*** Information shown Section Begins ***
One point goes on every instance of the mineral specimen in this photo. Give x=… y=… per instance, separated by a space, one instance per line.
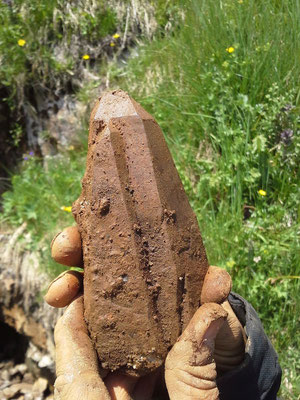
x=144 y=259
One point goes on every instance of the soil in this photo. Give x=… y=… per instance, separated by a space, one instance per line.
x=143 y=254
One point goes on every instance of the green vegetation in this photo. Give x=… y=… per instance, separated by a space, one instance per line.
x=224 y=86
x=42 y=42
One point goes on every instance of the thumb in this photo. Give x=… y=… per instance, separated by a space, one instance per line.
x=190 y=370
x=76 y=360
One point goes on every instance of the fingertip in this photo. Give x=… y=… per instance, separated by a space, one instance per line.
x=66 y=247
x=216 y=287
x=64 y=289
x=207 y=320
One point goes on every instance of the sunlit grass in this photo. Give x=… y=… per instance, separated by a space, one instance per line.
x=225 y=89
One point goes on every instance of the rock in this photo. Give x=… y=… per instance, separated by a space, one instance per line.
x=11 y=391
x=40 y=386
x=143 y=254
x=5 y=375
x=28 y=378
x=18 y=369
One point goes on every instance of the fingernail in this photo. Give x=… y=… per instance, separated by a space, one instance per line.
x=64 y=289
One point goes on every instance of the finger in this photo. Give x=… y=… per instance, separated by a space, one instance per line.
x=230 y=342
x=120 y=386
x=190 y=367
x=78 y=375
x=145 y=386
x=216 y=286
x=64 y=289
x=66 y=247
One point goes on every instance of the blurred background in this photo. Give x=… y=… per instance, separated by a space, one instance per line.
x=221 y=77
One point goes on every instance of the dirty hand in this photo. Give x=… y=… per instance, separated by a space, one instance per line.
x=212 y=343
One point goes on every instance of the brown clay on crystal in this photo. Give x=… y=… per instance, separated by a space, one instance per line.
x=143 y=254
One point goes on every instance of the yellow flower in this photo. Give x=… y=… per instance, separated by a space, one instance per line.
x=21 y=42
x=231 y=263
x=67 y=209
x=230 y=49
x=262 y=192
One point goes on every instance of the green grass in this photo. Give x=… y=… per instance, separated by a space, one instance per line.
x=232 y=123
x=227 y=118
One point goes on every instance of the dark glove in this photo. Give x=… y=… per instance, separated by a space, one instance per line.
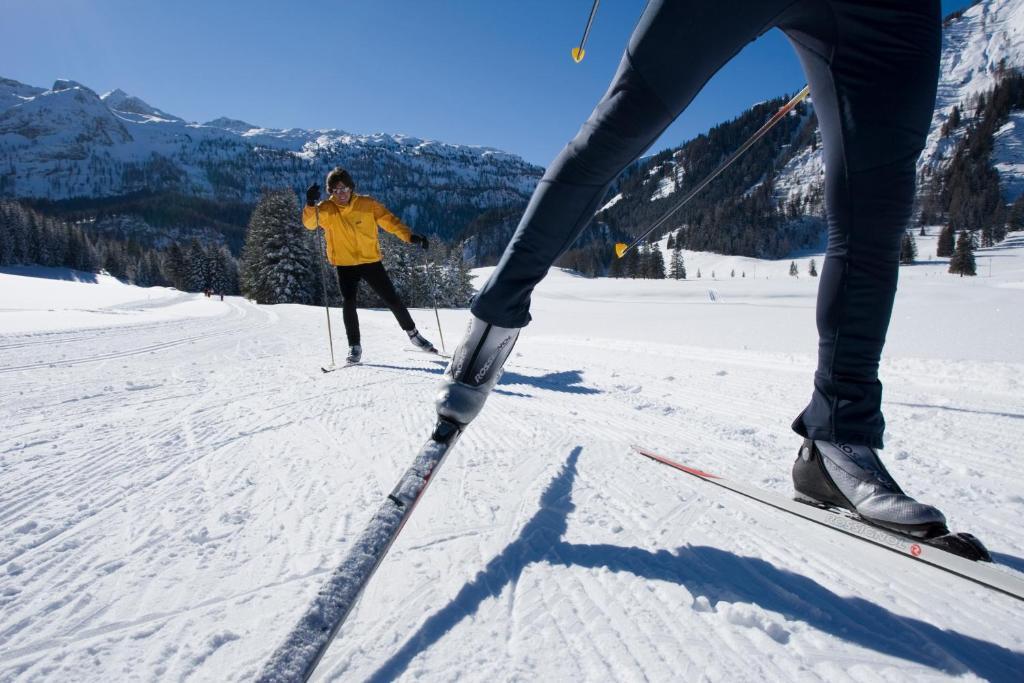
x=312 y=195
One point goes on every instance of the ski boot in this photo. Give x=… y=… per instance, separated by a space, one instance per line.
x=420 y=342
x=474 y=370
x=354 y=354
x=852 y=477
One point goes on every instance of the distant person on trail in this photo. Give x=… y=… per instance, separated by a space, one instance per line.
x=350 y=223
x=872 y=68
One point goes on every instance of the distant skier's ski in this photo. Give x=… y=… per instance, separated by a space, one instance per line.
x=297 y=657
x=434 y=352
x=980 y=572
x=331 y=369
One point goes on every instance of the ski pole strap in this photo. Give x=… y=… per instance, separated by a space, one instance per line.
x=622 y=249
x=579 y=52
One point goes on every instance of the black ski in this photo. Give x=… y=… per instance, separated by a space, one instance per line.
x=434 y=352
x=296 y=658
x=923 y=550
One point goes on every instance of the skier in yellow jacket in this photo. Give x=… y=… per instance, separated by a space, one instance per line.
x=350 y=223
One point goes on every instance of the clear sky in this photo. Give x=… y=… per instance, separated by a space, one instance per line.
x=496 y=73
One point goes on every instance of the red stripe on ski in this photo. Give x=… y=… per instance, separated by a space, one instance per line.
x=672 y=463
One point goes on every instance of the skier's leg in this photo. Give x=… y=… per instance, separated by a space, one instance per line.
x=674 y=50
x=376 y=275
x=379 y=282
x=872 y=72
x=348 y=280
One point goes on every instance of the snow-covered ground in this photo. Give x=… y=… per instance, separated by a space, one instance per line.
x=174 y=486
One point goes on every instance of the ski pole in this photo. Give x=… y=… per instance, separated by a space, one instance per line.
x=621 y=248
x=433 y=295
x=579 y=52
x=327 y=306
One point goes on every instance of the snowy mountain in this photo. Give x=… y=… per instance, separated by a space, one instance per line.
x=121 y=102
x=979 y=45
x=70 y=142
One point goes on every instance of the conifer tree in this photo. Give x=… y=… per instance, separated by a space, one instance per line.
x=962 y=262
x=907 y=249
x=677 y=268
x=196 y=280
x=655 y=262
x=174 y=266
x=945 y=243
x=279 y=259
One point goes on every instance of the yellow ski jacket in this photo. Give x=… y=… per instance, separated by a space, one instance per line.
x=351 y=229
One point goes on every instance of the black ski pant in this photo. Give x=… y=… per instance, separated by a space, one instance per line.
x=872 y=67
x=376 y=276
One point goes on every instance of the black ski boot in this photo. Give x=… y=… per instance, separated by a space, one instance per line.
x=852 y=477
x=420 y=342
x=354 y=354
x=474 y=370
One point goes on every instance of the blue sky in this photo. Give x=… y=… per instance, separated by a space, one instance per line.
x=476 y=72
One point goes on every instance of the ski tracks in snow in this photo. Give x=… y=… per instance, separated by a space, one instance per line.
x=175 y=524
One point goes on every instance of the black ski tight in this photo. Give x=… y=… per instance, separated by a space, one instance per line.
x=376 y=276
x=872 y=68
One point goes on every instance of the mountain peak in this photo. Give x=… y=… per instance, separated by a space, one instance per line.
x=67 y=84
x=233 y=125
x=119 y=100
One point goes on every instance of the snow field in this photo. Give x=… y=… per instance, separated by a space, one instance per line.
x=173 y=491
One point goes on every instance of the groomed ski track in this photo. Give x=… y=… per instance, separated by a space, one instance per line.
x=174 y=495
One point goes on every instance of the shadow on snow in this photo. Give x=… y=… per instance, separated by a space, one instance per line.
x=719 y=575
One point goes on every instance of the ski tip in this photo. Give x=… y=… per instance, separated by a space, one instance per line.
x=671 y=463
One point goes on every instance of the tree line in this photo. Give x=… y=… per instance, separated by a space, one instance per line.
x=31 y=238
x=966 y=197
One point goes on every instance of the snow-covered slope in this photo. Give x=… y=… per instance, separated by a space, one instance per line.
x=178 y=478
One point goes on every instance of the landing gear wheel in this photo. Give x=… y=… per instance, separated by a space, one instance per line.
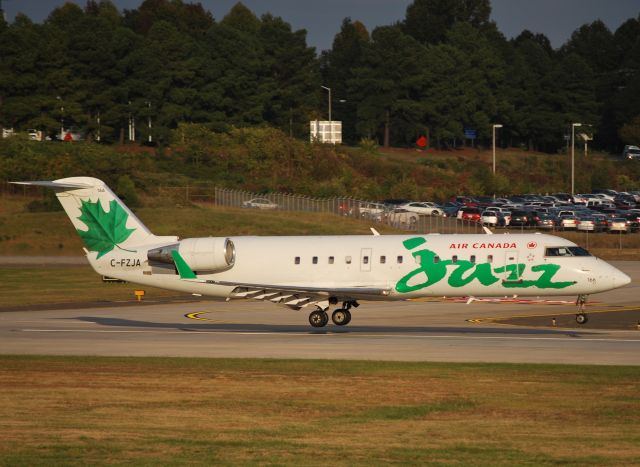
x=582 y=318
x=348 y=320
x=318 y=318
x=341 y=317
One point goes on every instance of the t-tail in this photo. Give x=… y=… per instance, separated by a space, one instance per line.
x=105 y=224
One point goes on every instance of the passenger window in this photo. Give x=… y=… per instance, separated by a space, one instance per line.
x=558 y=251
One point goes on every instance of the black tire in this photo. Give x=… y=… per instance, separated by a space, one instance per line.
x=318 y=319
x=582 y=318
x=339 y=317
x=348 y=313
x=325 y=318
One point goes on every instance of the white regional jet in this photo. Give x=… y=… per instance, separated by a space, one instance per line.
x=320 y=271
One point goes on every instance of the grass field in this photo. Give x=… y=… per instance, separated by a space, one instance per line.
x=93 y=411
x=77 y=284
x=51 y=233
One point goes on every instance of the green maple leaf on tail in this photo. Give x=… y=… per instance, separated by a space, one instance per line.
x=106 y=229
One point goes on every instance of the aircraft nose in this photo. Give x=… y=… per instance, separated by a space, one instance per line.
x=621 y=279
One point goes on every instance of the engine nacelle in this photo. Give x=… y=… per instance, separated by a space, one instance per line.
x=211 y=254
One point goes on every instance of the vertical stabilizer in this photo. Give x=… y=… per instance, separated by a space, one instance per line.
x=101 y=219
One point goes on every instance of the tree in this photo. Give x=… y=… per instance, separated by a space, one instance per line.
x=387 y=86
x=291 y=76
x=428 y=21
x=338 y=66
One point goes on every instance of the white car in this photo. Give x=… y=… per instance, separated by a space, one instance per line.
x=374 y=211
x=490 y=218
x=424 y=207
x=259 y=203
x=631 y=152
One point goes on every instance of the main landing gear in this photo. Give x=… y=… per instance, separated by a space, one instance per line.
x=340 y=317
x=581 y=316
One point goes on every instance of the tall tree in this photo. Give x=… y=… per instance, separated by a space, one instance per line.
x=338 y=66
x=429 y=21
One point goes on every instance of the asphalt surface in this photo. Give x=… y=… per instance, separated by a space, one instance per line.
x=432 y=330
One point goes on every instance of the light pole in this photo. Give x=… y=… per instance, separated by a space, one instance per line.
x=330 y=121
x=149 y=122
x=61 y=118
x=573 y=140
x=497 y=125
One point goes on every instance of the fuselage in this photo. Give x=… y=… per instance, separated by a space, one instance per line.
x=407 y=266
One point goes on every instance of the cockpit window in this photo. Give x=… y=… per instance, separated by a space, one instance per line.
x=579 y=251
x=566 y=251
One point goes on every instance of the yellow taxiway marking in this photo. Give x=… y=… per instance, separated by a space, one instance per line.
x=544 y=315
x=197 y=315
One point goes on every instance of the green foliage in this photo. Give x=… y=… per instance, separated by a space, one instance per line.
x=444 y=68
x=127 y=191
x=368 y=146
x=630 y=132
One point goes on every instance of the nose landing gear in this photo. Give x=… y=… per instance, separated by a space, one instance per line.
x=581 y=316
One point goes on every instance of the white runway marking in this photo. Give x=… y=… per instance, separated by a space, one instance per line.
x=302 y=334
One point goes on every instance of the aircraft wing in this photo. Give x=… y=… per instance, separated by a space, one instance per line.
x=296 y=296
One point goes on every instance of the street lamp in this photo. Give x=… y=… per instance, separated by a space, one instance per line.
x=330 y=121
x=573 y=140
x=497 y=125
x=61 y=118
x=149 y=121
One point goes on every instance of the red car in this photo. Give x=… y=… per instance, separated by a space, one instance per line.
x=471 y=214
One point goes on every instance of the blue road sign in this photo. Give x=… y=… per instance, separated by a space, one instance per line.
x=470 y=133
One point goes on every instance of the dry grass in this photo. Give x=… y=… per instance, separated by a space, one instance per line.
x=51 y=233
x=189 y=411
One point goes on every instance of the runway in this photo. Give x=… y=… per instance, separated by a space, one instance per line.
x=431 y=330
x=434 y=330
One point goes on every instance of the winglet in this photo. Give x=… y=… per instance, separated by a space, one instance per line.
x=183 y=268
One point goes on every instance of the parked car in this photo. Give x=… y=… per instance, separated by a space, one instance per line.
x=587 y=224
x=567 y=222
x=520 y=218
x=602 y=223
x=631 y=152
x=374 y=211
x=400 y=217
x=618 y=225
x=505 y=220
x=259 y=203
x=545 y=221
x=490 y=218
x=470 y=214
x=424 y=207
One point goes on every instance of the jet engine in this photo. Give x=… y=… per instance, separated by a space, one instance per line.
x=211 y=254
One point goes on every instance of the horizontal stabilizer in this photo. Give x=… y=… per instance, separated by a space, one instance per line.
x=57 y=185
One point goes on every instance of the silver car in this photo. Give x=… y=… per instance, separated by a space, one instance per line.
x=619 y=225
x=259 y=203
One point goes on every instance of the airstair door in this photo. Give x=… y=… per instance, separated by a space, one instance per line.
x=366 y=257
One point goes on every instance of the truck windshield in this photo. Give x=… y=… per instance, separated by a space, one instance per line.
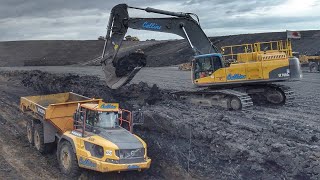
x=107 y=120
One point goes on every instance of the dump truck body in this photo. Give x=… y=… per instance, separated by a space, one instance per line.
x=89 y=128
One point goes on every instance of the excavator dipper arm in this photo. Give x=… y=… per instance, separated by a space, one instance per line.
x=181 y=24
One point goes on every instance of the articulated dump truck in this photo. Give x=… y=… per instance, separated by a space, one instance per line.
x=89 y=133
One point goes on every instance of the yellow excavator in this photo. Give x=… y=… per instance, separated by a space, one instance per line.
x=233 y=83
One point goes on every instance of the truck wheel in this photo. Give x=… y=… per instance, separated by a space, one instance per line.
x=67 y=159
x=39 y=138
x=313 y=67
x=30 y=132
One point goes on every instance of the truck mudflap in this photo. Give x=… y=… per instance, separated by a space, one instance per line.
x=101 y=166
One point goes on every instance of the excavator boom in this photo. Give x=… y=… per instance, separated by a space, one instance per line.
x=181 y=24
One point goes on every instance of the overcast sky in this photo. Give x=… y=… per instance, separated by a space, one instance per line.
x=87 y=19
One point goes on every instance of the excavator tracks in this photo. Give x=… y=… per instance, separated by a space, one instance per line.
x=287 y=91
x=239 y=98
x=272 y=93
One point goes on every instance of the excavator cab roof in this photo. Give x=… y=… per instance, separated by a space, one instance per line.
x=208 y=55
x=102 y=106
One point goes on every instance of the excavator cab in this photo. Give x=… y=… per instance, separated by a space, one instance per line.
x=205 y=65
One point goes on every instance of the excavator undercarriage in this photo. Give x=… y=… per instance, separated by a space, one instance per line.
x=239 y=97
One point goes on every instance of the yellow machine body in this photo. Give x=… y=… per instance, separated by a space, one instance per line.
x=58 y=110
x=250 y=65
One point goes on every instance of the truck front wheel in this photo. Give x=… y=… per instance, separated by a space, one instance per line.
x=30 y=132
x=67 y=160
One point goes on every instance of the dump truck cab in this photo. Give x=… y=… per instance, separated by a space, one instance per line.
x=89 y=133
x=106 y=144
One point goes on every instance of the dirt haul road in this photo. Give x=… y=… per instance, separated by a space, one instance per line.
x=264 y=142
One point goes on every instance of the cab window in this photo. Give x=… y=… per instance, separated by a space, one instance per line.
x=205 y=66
*** Information shown Section Ends ***
### Assigned task
Exactly reproduce the lines from the one containing "One point goes on every instance of the yellow machine" through the end of the records, and only those lines.

### Solution for this problem
One point goes on every instance of the yellow machine body in this photo. Give x=… y=… per instance, separated by a space, one instance per line.
x=58 y=110
x=250 y=65
One point goes on every instance of the truck front wheel in this photo. Give x=… y=… per instance, separated by a space, one instance per line.
x=30 y=132
x=67 y=160
One point goes on every instance of the dump truck cab in this photo. Give x=… y=… per instance, separated by a space, one instance per line.
x=89 y=133
x=106 y=144
One point goes on every instance of the dirt haul road in this photo. Give x=… y=… per instance, separated by a space, one instance per line.
x=264 y=142
One point goes on every instance of the cab window in this photo. Give x=… y=… per instance, separated by a space, one instance per line.
x=205 y=66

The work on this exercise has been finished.